• _GIVEN INSTRUCTION_
Copy the data from the line with "[mark] the wood grain surface" through the end, multiplying every answer coordinate by 1.85 and rounding to whole numbers, with halves rounded up. Leave all other lines, sample coordinates included, unchanged.
───── RECORDS PROVIDED ─────
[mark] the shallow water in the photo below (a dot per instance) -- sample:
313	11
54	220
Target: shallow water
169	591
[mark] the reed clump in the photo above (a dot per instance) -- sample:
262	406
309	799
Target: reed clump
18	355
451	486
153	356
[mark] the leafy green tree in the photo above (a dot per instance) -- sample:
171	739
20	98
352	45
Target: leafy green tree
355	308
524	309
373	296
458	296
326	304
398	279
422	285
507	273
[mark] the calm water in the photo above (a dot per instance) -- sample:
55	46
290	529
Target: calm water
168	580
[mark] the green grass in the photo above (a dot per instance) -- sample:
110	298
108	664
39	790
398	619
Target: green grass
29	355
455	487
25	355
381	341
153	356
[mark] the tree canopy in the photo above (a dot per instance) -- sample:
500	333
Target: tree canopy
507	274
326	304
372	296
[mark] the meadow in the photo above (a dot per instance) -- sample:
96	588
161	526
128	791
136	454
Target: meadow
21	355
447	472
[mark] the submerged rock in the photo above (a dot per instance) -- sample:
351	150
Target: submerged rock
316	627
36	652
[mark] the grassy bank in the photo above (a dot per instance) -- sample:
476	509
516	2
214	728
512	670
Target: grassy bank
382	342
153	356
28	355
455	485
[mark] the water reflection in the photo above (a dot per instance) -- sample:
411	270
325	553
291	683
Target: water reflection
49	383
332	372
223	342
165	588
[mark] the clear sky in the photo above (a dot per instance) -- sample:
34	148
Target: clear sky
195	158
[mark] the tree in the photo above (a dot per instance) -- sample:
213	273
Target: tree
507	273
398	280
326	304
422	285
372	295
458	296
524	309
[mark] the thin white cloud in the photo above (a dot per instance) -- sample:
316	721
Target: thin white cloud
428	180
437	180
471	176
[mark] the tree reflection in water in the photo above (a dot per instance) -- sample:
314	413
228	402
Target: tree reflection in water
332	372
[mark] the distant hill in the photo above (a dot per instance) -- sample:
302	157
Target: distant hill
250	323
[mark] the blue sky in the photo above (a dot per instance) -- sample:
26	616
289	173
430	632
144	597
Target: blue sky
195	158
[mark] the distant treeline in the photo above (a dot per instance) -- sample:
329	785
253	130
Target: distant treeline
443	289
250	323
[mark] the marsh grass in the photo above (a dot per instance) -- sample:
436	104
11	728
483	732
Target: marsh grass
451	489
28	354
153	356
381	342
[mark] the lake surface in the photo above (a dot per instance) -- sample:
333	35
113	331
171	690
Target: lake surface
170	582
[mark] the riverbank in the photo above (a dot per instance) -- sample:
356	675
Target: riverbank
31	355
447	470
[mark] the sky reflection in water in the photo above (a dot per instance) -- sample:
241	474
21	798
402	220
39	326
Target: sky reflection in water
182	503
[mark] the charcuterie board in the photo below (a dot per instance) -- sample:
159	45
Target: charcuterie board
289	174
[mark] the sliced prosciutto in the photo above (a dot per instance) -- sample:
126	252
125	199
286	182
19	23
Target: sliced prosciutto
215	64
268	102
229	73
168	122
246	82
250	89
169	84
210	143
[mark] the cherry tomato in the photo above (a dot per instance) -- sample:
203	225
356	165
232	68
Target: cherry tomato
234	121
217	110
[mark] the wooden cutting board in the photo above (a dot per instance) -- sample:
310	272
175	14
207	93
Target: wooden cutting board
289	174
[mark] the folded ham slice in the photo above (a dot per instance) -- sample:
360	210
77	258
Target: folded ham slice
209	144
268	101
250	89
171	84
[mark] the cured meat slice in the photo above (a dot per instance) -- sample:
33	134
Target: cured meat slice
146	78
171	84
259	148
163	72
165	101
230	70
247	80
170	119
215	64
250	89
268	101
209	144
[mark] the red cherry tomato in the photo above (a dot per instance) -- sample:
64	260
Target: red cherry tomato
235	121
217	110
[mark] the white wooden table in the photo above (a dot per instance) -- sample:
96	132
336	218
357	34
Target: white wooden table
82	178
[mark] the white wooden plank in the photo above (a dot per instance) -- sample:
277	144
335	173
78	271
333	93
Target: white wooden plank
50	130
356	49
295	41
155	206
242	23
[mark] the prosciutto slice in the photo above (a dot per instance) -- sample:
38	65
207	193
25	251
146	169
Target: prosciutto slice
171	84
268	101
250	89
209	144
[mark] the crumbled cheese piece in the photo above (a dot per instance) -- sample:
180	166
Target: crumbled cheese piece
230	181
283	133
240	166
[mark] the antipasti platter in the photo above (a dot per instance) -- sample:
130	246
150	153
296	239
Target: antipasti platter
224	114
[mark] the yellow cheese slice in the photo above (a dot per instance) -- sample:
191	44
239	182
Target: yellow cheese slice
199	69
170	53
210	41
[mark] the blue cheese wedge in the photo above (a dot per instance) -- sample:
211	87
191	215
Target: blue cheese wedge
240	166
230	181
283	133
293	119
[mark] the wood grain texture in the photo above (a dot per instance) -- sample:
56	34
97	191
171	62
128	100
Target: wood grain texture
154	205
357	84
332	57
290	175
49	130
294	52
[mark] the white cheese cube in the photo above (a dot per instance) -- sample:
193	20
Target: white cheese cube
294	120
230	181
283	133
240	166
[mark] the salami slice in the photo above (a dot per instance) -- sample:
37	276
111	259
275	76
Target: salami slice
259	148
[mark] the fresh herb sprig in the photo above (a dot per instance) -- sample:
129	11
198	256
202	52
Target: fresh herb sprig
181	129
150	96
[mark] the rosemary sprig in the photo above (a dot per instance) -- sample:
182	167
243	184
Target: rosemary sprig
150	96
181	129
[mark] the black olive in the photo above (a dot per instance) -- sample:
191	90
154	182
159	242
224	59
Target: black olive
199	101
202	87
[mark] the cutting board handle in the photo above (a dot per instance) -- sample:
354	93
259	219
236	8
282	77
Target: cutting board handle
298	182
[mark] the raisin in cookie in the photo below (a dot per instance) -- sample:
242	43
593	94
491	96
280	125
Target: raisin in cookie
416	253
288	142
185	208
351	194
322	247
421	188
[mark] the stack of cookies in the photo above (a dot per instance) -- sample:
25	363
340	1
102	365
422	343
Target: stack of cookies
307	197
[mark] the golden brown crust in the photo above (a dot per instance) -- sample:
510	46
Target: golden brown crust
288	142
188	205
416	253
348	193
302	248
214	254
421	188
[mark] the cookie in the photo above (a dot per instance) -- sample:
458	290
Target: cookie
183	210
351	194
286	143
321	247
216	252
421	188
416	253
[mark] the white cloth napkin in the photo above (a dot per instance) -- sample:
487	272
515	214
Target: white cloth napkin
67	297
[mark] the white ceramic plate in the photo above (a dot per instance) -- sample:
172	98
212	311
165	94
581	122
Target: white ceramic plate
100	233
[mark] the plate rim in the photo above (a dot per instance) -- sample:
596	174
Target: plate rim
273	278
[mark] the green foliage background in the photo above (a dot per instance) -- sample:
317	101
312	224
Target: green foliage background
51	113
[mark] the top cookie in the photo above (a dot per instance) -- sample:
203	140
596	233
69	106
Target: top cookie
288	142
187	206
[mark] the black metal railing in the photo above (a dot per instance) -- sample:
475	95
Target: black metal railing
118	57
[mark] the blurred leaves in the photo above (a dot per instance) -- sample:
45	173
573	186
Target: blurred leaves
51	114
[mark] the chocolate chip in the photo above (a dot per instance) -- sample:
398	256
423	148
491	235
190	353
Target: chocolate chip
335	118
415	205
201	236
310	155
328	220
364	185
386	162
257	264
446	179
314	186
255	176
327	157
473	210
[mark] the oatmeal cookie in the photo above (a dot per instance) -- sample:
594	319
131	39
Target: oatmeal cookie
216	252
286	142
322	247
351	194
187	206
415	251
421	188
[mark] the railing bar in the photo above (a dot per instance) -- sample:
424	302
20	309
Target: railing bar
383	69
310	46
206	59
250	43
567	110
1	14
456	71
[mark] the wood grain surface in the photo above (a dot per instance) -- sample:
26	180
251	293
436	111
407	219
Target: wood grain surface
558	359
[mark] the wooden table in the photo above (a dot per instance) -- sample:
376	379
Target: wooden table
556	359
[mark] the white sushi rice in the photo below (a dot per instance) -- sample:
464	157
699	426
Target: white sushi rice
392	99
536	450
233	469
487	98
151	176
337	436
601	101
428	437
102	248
─────
• _SOLUTION TO THIS TASK_
[mark] the wood grain surface in the photo above (a dot per instance) -- sample:
26	180
251	293
436	111
407	219
Target: wood grain surface
1032	664
[mark] the wooden table in the photo above (a dot per instance) -- sample:
376	379
Target: wooden table
1029	664
[mark] the white sushi rice in the photo below (a dot per instance) -- sample:
464	157
699	426
Target: white sushi rice
725	183
992	833
431	868
901	181
279	326
623	807
1112	187
792	808
189	459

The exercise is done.